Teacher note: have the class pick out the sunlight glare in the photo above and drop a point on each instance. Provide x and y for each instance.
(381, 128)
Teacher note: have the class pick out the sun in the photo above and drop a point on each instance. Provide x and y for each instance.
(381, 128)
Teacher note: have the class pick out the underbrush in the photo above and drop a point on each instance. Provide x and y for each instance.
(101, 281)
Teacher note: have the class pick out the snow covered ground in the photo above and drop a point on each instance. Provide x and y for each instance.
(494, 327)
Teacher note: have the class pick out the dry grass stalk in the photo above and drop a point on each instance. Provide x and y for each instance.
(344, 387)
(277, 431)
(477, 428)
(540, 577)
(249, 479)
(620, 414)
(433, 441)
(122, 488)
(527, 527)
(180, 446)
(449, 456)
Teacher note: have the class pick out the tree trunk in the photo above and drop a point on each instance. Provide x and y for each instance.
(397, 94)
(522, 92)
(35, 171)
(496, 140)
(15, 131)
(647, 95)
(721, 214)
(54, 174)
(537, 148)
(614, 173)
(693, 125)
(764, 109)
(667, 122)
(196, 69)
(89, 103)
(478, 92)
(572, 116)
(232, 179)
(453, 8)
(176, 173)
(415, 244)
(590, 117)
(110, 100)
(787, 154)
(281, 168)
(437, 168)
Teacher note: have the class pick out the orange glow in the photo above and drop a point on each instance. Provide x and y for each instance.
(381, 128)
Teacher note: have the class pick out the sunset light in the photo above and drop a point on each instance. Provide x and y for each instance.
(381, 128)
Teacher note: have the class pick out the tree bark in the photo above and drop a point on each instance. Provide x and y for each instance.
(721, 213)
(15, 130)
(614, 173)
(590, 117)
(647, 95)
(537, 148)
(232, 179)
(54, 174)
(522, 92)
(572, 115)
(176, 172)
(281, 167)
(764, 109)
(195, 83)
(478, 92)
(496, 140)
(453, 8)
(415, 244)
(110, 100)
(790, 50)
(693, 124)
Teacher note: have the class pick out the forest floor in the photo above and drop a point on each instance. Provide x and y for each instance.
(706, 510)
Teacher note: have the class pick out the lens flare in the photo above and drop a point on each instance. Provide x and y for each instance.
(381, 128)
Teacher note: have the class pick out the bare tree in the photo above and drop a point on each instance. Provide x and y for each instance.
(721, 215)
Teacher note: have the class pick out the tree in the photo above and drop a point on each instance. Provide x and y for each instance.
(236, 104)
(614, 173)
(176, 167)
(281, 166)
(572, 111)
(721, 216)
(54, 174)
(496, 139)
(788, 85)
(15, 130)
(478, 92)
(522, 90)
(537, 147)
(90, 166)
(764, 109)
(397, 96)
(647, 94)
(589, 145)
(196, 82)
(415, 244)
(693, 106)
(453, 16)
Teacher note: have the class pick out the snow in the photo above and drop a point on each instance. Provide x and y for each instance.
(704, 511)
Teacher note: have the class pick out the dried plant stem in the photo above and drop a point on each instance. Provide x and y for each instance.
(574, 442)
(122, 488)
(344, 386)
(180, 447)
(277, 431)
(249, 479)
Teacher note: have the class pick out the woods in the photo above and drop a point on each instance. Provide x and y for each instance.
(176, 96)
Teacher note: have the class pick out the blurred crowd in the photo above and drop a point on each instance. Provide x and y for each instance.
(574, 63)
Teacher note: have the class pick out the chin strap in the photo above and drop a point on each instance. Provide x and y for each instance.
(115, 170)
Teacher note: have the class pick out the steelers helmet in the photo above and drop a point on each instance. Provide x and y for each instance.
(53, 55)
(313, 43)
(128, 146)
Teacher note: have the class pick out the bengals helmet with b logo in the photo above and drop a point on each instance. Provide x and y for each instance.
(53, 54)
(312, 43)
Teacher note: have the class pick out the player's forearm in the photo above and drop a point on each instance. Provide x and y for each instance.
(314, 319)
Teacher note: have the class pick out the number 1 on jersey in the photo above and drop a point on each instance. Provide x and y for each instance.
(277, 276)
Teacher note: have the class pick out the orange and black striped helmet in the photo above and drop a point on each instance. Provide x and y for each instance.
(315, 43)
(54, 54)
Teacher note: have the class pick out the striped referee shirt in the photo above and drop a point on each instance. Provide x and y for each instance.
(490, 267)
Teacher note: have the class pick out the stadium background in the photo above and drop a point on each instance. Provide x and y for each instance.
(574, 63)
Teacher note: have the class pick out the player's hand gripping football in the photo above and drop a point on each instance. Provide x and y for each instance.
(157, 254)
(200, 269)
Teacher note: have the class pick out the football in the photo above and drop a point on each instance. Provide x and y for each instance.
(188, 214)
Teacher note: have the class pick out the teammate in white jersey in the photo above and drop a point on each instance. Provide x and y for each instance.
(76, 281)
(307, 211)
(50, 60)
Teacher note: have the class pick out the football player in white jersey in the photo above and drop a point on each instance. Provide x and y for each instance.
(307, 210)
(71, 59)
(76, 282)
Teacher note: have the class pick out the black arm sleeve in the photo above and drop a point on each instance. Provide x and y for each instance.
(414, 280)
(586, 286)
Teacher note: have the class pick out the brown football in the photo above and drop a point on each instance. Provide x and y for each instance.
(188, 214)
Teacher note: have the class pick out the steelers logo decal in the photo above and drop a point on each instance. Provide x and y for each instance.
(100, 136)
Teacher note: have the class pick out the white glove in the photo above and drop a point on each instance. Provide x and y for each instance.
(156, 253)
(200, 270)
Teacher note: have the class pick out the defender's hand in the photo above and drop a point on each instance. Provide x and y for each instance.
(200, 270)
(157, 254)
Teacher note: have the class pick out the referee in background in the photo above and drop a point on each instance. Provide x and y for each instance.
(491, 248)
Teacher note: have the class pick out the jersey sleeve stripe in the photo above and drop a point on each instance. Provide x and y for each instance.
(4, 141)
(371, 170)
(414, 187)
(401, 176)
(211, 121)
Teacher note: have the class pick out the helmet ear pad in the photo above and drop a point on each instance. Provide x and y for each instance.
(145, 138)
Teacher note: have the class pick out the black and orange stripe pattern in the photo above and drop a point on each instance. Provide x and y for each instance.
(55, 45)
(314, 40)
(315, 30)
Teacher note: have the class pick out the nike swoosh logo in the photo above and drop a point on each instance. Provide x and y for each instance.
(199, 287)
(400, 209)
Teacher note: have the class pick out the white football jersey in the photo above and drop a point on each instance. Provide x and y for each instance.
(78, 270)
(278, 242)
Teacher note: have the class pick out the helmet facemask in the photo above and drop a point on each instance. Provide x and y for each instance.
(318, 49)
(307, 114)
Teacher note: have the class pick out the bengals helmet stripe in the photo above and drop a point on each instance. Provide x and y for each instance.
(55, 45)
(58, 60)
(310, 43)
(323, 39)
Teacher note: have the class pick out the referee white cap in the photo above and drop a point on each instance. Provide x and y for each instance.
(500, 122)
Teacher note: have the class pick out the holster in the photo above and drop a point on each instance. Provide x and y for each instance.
------------
> **Written request**
Find the line that contains "Teacher note: have the class pick out the helmet facemask". Repeat it and every line after it, exactly as written, up to and including the last line of the records above.

> **Output below**
Teacher note: have the class pick out the helmet facemask in the photo above and drop a point on each instance. Provide x and y for each instance.
(318, 49)
(307, 114)
Teacher note: have the class pick out the bengals helmet stripe in the photo above and drop a point on each instance. Provide x and y for each instance.
(55, 45)
(58, 60)
(310, 43)
(323, 39)
Teacher note: have the class pick out the referee white cap in the photo above and drop a point on each instance. Provide x and y for each instance.
(500, 122)
Teacher note: have the class pick out the holster in the photo above and drop a point on each instance. Provide x and y for each instance.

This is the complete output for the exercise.